> The input
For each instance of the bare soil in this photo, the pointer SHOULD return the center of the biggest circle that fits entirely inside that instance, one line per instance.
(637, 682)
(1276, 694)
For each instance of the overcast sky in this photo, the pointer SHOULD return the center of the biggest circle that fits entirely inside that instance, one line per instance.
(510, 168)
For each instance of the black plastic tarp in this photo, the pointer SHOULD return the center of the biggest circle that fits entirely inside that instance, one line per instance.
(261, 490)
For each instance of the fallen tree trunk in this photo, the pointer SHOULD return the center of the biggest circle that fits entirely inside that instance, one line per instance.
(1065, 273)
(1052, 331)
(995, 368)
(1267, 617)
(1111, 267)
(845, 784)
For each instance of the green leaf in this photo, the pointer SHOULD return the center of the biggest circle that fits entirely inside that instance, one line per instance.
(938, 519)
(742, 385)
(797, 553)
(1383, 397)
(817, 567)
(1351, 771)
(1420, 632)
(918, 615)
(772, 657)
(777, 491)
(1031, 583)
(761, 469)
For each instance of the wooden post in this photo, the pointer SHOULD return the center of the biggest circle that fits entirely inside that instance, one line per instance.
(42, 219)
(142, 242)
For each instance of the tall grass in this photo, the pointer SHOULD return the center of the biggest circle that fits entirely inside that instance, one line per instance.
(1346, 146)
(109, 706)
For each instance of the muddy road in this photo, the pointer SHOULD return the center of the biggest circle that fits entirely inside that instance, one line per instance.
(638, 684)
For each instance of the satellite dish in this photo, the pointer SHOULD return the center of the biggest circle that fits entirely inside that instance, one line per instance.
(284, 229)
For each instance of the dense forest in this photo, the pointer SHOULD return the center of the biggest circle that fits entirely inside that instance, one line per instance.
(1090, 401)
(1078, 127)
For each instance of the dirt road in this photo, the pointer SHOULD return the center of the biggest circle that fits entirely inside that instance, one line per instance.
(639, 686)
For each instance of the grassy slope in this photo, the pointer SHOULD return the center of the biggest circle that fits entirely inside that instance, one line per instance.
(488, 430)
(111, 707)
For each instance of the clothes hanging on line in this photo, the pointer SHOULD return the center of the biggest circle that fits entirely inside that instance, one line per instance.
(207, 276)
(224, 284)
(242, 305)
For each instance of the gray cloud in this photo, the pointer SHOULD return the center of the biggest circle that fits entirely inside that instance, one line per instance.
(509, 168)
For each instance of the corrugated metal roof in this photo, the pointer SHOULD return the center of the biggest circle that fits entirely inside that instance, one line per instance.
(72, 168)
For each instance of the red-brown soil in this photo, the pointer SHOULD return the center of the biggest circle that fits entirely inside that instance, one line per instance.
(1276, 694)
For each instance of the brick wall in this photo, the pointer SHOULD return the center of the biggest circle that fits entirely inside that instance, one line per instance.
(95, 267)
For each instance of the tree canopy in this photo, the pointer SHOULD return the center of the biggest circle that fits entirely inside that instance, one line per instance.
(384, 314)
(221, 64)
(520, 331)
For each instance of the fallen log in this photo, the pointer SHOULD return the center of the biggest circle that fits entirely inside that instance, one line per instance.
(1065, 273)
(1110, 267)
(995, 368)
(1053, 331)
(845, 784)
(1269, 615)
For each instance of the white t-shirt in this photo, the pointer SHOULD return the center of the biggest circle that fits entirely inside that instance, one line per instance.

> Instructions for the task
Every entry must be retyped in full, exactly as given.

> Answer box
For each instance of the bare soil in this photo, the pointer SHOULD return the center of the biggest circle that fits entirely inside that instance, one line per instance.
(637, 682)
(1276, 694)
For each instance of the overcast sky in this photo, the pointer SHOULD return the center of the biggest circle that fits entirely inside that instance, one line per instance.
(510, 168)
For each instance of the black plastic tarp in this photo, the pointer SHOULD return the center of the biggest circle that fits entirely inside that instance, one line per instance.
(261, 490)
For each instance of the fallen tree trunk in this photo, the pointer SHOULD return the center of the biggest circle that fits entirely inside that instance, one line per instance.
(1065, 273)
(1052, 331)
(995, 368)
(1267, 617)
(1111, 267)
(845, 784)
For each instance of the green leaf in this photo, the pointer SHOULD return the center of the biggest circle that fits entirely inside that instance, one line per instance.
(938, 519)
(742, 385)
(797, 553)
(1383, 397)
(817, 567)
(1351, 771)
(1420, 632)
(918, 615)
(772, 657)
(777, 491)
(1031, 583)
(761, 469)
For each instance of the wooden post in this photo, the pointer SHOULD return the center of the biggest circle that fits entirely inside that instance, one line per instance.
(42, 219)
(142, 242)
For each instance of the tall grass in this photo, the pointer SHOULD return the center of the biggest circle that fits entirely inside that instance, one line per instance.
(1346, 146)
(109, 706)
For each instance of the muddy road in this photo, the pointer SHOULD return the center of the biggest circle that fits entirely inside that instance, one line per instance.
(638, 684)
For each instance of the satellite dish in this photo, the pointer SHOULD return the center of the biggest circle that fits entirely inside that instance, one line per instance.
(284, 229)
For each instance of the dense forest in this photo, the pointer SHOULD return the center of the biggest circle that fits entirely inside that instance, one line per instance.
(1090, 401)
(1078, 127)
For each instance of the dirt road in this photo, the pointer SHOULD return the center of the biggest circle that fits entirely inside that instance, one line per instance.
(639, 686)
For each instance of the grassy slope in this photo, the pointer SHOULD return the center of the biggest circle that fits entirely inside that instance, one line per instance.
(488, 430)
(111, 707)
For each instance of the clothes hanging on line in this photo, the pointer SHOULD return the center of the biggest circle that fits entirely inside that instance, one line per instance.
(207, 276)
(224, 284)
(242, 305)
For each instance of the gray cloud in this photo, the pointer SHOULD return the center of the biggest circle that fits entirely inside that instance, one line per instance.
(509, 168)
For each instance of the corrugated metal roof in this photo, the pointer SHOULD return the center of the biggest circle that fits entirely inside that instance, one line per instance.
(72, 168)
For each instance of the red-brown soil in this photo, the pointer SHOULD return the center of the biggest circle that fits entirely inside that instance, one line per instance.
(1276, 694)
For each instance of the brick wall in this photo, the pointer SHOULD return the center of the biggest circle that fits entirely inside that instance, one line per instance.
(95, 267)
For each instance of the tree canopy in this photo, the pointer SHOULD return the center of the biggest circle that fits entirely inside that instance, one line per instance.
(384, 314)
(221, 64)
(520, 331)
For each instance of the fallen log in this photo, the pointer SHOULD return the center of the biggest circle that fits entirely inside that instance, one line per instance.
(1065, 273)
(1110, 267)
(995, 368)
(1053, 331)
(845, 784)
(1269, 615)
For each instance of the white t-shirt in this photo, the pointer SHOULD return the center of the biggest circle that fits entirely inside that instance, one line per instance.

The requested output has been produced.